- Requirement A:
In the advice column on teen acne, list every detail the letter writer gives about their own acne or age.
- Requirement B:
Reproduce the stretch of the advice column on teen acne from "FEARING MORE ACNE: This" through "of the skin.", word for word.
- Requirement C:
Take the advice column on teen acne further, picking up right after its last sentence.

- Source extract:
*****

DR. WALLACE: Why does acne always seem to show up mostly in the teen years? It seems to me that most of the severe acne I see around my town is on the faces of teenagers like me. I have a little acne, and it’s not too bad right now, but I’m afraid it will spread and take over my whole face. I’m 16 and have had it for about six months now. Can acne somehow be avoided or controlled so it doesn’t spread? — Fearing More Acne, via email

FEARING MORE ACNE: This is a very common question that I get asked quite frequently. It seems each new class of high school students ends up writing in with a question on this topic.

I feel duty-bound to provide information on this topic regularly because it is an issue that can be emotional and can also leave scars if not treated properly. So, here are some crucial facts about skin problems that teens should know:

• Acne is the term for pimples and complexion problems that trouble many young people. It is only a skin problem and has nothing to do with a person’s general health. Acne is caused by the oil glands of the skin breaking open during the teen years. These glands start producing oil material called sebum, which is discharged onto the surface of the skin.

*****

(Point-per-instance location data)

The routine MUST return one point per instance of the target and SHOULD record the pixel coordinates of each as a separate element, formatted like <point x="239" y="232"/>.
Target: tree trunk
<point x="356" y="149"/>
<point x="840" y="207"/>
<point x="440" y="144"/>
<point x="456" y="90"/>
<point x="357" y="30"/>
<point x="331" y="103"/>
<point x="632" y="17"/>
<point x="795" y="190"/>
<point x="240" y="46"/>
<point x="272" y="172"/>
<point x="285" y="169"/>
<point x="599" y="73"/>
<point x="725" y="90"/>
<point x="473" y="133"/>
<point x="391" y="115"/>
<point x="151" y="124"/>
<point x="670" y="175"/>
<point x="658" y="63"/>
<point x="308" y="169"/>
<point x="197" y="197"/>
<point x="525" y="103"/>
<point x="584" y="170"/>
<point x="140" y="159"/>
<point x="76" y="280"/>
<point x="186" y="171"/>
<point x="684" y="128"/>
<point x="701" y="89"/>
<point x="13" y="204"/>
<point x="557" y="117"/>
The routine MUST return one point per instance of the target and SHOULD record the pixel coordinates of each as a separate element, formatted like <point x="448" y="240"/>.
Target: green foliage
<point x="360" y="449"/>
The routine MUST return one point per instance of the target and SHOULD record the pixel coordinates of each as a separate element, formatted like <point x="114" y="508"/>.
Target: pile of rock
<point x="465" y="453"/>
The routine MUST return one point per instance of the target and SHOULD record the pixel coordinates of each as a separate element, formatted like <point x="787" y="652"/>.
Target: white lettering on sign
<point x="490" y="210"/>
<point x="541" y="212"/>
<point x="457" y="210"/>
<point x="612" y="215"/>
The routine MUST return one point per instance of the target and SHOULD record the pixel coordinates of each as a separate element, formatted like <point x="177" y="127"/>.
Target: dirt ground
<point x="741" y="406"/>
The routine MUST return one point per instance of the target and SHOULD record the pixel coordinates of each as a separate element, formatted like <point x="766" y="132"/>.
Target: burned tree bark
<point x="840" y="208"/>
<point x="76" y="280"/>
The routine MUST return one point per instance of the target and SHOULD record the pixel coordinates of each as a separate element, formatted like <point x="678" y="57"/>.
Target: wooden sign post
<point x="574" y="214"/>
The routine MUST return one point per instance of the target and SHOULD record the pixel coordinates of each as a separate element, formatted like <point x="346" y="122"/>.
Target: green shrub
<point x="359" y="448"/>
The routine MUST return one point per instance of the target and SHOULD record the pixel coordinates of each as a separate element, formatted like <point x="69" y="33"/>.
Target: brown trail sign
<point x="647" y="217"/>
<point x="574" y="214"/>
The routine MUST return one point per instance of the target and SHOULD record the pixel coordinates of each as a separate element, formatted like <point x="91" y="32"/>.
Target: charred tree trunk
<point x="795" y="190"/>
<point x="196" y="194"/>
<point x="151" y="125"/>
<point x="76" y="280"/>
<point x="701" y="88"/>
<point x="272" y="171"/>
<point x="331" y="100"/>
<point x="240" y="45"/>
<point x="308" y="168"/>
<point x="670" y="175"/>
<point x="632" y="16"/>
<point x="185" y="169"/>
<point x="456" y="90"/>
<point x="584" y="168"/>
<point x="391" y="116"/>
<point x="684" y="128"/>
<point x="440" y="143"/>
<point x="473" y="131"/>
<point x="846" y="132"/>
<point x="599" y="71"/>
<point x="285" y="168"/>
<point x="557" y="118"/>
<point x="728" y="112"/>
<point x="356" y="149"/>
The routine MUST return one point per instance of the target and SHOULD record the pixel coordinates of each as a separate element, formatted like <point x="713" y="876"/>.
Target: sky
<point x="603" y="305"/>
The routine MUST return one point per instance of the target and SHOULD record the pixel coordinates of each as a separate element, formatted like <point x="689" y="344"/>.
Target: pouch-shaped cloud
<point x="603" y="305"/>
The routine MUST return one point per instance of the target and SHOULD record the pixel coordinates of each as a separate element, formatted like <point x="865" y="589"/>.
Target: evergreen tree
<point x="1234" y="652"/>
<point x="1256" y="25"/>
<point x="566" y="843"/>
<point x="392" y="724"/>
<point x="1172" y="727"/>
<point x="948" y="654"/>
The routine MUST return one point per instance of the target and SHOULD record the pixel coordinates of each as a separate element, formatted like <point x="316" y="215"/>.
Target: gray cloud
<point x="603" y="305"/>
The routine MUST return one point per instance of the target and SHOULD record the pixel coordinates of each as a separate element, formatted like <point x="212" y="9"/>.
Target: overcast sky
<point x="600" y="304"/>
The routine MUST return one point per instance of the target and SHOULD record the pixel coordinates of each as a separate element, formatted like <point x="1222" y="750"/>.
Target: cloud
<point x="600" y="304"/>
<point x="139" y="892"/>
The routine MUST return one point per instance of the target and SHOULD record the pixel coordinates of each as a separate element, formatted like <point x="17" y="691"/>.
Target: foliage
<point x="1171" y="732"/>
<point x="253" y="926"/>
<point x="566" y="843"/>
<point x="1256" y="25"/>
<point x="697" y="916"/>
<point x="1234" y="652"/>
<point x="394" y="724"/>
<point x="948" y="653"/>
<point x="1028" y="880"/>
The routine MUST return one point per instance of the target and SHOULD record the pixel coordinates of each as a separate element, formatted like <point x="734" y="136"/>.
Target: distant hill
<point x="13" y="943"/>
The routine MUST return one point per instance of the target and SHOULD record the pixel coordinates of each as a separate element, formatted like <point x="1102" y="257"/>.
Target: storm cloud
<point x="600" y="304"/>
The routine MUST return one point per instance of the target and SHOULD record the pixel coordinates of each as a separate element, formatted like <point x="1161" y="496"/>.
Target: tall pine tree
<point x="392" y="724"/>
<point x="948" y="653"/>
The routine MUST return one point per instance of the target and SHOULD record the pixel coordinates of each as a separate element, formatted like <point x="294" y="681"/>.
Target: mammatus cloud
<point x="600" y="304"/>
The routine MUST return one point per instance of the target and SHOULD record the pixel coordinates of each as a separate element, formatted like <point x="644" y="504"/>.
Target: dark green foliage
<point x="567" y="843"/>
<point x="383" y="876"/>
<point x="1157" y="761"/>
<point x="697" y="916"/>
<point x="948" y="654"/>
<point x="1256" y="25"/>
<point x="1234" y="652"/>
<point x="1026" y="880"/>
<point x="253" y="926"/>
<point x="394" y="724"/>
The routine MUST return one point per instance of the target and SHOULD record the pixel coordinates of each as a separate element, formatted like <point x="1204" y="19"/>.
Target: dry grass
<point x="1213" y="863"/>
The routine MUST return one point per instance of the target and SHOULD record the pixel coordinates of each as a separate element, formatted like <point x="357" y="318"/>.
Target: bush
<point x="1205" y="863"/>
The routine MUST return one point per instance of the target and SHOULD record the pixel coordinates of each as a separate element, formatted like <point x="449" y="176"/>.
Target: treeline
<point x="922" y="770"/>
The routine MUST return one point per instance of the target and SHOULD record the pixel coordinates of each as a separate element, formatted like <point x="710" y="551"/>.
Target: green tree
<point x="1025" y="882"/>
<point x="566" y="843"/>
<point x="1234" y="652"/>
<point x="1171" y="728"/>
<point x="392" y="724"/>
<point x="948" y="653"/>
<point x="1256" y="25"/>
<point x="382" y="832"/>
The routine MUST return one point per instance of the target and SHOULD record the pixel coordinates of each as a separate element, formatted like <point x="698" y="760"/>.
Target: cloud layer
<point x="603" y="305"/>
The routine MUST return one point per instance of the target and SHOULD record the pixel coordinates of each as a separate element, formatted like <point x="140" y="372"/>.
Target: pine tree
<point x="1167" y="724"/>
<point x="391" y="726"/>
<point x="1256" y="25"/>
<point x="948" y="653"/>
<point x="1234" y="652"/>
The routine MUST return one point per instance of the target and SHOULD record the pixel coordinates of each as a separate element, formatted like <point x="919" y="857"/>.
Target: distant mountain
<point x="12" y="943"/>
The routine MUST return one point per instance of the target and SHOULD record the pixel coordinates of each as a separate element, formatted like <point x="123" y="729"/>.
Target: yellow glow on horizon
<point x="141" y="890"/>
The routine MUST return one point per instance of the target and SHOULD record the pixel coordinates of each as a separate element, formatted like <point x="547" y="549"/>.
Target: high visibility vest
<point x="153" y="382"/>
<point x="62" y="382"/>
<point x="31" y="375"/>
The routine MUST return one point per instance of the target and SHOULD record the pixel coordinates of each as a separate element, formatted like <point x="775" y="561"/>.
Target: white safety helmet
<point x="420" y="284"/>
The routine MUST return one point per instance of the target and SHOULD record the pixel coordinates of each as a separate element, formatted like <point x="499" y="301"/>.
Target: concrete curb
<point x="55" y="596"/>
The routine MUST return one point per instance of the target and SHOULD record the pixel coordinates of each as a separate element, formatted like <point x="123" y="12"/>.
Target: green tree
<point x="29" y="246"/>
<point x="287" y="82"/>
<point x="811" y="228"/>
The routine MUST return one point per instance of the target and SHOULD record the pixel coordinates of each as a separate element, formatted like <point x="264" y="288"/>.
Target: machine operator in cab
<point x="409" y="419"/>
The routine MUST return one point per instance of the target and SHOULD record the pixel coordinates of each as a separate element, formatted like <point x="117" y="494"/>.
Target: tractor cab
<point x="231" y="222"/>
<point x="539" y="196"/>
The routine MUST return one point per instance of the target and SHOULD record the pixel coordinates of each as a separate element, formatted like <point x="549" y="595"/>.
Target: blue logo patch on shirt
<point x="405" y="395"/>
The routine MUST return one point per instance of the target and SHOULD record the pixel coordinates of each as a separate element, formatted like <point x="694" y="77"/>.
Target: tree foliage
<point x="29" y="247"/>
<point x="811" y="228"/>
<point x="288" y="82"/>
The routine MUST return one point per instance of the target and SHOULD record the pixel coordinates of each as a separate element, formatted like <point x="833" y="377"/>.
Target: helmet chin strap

*****

- Reply A:
- They have a little acne.
- It's not too bad right now.
- They're afraid it will spread and take over their whole face.
- They are 16.
- They have had it for about six months.

- Reply B:
FEARING MORE ACNE: This is a very common question that I get asked quite frequently. It seems each new class of high school students ends up writing in with a question on this topic.

I feel duty-bound to provide information on this topic regularly because it is an issue that can be emotional and can also leave scars if not treated properly. So, here are some crucial facts about skin problems that teens should know:

• Acne is the term for pimples and complexion problems that trouble many young people. It is only a skin problem and has nothing to do with a person’s general health. Acne is caused by the oil glands of the skin breaking open during the teen years. These glands start producing oil material called sebum, which is discharged onto the surface of the skin.

- Reply C:
• Sometimes, the wall of the oil gland breaks and spills the sebum within the skin. The sebum irritates the skin tissues and causes redness, swelling and pus — a pimple. In mild cases, only a few oil glands break open; in severe cases of acne, many do. Acne runs in families. It’s impossible to prevent acne, since there is no way of changing the genetic makeup of one’s oil glands.

• Dirt does not cause acne, despite what many of you may have been told. The oil on the skin’s surface actually does no harm. Special soaps, astringents and acne cleansers are not the answer to this problem, but they can keep your skin clean with regular use, so they do have their purpose. Just do not expect these products to “cure” acne. It is also wise to wash your face with ordinary soap and water only as much as you need to keep it clean. Too much washing and scrubbing can cause skin irritation. Do not pick, squeeze or otherwise manipulate your pimples, because doing so can cause scars.

• People try all sorts of diets designed to eliminate acne but wind up frustrated because diet won’t help in this regard. Yes, you should eat a healthy diet for your overall well-being, but this alone won’t cause acne to disappear. Foods do not cause acne, but for some people, certain foods can sometimes make acne worse. The most common foods that present these challenges are chocolate, nuts and soft drinks. A few people who drink large quantities of milk (over a quart daily) find this can worsen their acne. Aggravation of acne by foods varies, but remember, there is no diet that “cures” acne.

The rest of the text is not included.